La tortura. La tortura nel mondo antico. La flagellazione di Cristo e la legge romana

La tortura

La tortura nel mondo antico

La flagellazione di Cristo e la legge romana


La crocifissione di Cristo


La flagellazione di Cristo



La flagellazione era molto usata anche con uomini liberi, soprattutto nelle colonie; è nota a tutti la flagellazione alla quale Cristo fu sottoposto su ordine di Ponzio Pilato. 
Luca ne parla e si limita a riportate le parole del procuratore romano: <<Dopo averlo fatto frustare lo lascerò libero>>. La testimonianza è di notevole importanza, perché mostra la volontà  di Pilato di non condannare Gesù alla crocifissione, <<limitandone>> la pena a una solenne flagellazione, che era una punizione e nulla più. 
La flagellazione era anche applicata come supplicium more maiorum, fino a quando, all'inizio dell'età della repubblica, venne abolita dal diritto romano. 
La tecnica <<consiste nell'introdurre il capo del condannato in un legno di varia foggia, chiamato genericamente furca alle cui estremità vengono fissate le mani con corde; così conciato l'infelice è trascinato per le vie della città: subendo gli scherni degli spettatori, le percosse dei carnefici, i colpi di verga dei tortores: se poi sopravvivesse ai colpi, legato a un palo nel foro, viene miseramente finito con le verghe>>. 
Quando la flagellazione precedeva la pena capitale, il numero dei colpi inflitti non era mai condizionante per il fisico del condannato; l'intera procedura assumeva anche un significato simbolico, oltre a essere una forma per distruggere ulteriormente il fisico della vittima. E' emblematica, in questo caso, la testimonianza di Abdia: <<Il proconsole dopo averlo fatto battere tre volte con sette colpi di flagello, comandò che fosse crocifisso>>.

=== MATERIALE FORNITO ===
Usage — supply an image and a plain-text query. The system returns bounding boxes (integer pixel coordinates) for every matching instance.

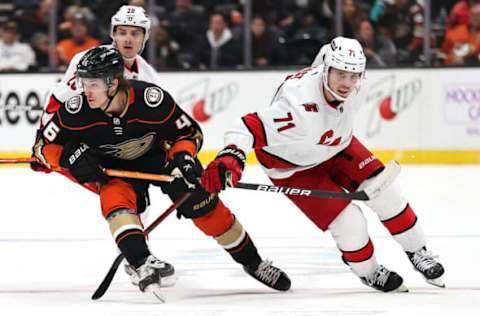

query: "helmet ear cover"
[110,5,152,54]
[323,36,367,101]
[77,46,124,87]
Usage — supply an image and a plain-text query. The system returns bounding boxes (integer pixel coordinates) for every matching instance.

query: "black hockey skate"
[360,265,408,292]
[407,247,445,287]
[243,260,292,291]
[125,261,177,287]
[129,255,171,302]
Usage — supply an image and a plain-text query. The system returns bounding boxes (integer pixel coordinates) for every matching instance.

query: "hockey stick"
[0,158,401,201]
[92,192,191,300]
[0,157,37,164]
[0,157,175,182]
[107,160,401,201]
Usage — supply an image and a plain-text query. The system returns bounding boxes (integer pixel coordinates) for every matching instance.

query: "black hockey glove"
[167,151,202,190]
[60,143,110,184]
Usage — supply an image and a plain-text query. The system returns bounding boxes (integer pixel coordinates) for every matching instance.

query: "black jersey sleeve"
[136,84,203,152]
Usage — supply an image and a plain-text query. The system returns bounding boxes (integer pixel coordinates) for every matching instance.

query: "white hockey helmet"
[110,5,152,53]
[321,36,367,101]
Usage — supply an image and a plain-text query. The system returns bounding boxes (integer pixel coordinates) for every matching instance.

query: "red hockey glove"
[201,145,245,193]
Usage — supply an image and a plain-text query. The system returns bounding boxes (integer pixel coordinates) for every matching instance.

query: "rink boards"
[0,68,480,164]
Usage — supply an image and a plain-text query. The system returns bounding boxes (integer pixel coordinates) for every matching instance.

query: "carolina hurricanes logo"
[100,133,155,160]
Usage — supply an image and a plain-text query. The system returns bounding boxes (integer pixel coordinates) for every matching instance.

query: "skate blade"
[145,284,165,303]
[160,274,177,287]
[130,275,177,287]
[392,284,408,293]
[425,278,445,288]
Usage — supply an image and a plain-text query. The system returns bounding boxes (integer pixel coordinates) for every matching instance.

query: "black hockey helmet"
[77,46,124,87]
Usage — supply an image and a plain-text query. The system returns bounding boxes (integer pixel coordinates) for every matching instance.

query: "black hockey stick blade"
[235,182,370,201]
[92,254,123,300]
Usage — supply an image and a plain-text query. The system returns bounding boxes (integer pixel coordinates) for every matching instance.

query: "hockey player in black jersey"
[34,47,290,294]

--

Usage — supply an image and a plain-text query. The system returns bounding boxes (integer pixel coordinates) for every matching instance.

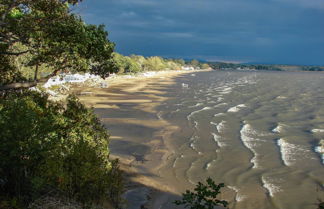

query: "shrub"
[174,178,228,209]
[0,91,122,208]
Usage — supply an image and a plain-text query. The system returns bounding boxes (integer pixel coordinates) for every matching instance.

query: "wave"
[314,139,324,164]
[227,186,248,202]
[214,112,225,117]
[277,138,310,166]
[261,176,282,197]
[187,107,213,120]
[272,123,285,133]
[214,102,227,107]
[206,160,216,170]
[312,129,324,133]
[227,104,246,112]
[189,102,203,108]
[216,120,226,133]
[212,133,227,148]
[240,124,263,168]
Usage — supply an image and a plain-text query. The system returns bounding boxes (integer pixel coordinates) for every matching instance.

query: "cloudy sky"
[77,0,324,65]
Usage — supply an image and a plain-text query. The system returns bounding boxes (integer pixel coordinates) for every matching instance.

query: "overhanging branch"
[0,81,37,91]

==

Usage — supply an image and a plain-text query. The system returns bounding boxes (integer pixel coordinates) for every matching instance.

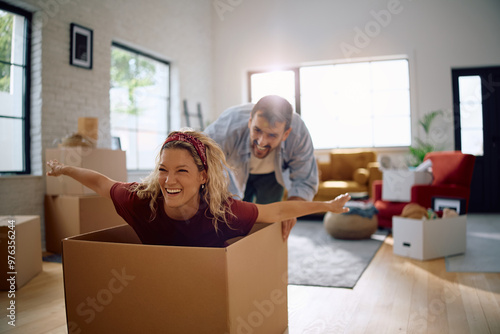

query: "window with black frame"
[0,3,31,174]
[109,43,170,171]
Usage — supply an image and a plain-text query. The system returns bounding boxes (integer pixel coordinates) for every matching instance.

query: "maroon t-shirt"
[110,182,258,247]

=== COMPITI DA SVOLGERE ===
(1) Traduci in inglese questa frase del brano sulla flagellazione di Cristo: «La flagellazione era molto usata anche con uomini liberi, soprattutto nelle colonie; è nota a tutti la flagellazione alla quale Cristo fu sottoposto su ordine di Ponzio Pilato».
(2) Per favore, prosegui il brano sulla flagellazione di Cristo, riprendendo subito dopo la testimonianza di Abdia.

=== SOLUZIONI ===
(1) Flagellation was also widely used on free men, especially in the colonies; known to everyone is the flagellation to which Christ was subjected on the orders of Pontius Pilate.

(2)
Presso i giudei la flagellazione era un supplizio praticato abitualmente, Deuteronomio: <<Se il colpevole merita di essere battuto, il giudice lo farà stendere giù e lo farà battere in sua presenza con un numero di colpi in proporzione al suo torto: quaranta battiture potrà fargli dare, non di più, perché oltrepassando questo numero di battiture potrà fargli dare, non di più, la punizione non sia esagerata e il suo fratello resti infangato ai tuoi occhi>> ma la sua applicazione era calmierata dalla Legge mosaica. I colpi inflitti non potevano superare i trentanove: tredici sul petto e altrettanti sulle spalle. Questo limite è confermato dall'apostolo Paolo. 
Il devastante effetto delle fruste è fin troppo conosciuto: Giuseppe Flavio e Eusebio hanno riportato descrizioni in cui è detto che la flagellazione produsse lacerazioni tali al punto di esporre le ossa e in alcuni casi i visceri dei condannati.   
Se consideriamo che la pelle dell'uomo occupa una superficie totale compresa fra 1,5 e 2 mq con una superficie variabile da 0,5 a 4 mm, dove in un centimetro di cute ci sono in media contenute duecento terminazioni dolorifiche, venticinque corpuscoli tattili, quattro metri di rete nervosa, un metro di capillari e tre milioni di cellule nervose, ci rendiamo conto dell'entità della sofferenza prodotta dalla flagellazione, estesa sistematicamente su quasi tutta la totalità del corpo. 
La frusta, attraverso un meccanismo contundente di martellamento, determinato dalla forma dei flagelli, provocò certamente sul corpo di Cristo una serie di lesioni di aspetto e di dimensioni variabili in relazione alla forza impressa dai torturatori e condizionata dalla direzione da cui giunsero i singoli colpi.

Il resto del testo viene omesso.